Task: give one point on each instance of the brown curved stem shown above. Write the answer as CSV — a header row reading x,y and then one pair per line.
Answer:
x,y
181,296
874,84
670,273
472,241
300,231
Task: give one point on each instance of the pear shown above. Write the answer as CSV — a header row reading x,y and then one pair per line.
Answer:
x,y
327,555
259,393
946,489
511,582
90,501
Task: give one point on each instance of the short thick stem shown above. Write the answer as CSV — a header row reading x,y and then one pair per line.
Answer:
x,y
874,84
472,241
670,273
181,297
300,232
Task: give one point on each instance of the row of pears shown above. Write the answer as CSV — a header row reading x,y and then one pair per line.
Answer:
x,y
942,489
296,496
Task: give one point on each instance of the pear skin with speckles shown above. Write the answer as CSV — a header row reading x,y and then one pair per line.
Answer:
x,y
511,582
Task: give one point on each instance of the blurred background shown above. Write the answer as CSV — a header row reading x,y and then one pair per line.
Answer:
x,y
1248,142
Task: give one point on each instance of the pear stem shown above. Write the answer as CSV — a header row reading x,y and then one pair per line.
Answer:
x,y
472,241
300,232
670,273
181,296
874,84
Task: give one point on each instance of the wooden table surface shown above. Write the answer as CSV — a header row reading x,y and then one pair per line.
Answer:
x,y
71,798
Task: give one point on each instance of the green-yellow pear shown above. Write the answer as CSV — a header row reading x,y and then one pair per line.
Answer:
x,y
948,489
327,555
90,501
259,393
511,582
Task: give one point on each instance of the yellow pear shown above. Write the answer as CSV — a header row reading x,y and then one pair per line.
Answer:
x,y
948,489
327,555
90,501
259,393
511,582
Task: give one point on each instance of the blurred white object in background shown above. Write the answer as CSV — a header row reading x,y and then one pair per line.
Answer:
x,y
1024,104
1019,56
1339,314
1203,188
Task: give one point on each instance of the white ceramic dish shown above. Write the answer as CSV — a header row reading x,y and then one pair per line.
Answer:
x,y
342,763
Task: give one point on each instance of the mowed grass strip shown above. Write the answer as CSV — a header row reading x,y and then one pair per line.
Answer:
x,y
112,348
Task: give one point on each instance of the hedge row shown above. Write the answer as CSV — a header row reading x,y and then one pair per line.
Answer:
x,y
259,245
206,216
++++++++
§ **Exercise description**:
All lines from the one containing "Task: give one point on each instance of the green-yellow" through the end of the records, both ends included, are to be quoted exactly; please add nothing else.

§ **Written reply**:
Task: give one point on each instance of the green-yellow pear shown above. Write the answer as CSV — a header row reading x,y and then one pair per line.
Answer:
x,y
948,489
327,555
90,501
259,393
511,582
Task: give one point on each instance of the yellow pear shown above. Write the answer as CSV — a header row reading x,y and then one pair per line.
Answer:
x,y
948,489
327,555
90,501
259,393
511,582
Task: give one point on each instance of the blurred white object in background shown above. Write the answer as CSV — a header row reading x,y and then one pair per line.
Answer:
x,y
1024,104
1019,56
1339,314
1203,188
Task: give one point on each instance of the white ceramic dish shown above. Write the answer as CSV — a header row reading x,y and then one pair per line.
Answer:
x,y
342,763
Task: give one point on each instance of the mowed grass strip shown above. Write the answer as CSV — a header row reading x,y and then one pair per line.
Answer:
x,y
112,348
Task: give one point on each instance of the hedge row shown above. Write the answer as CSV — a header row reading x,y and then one pair per line.
Answer:
x,y
259,245
206,216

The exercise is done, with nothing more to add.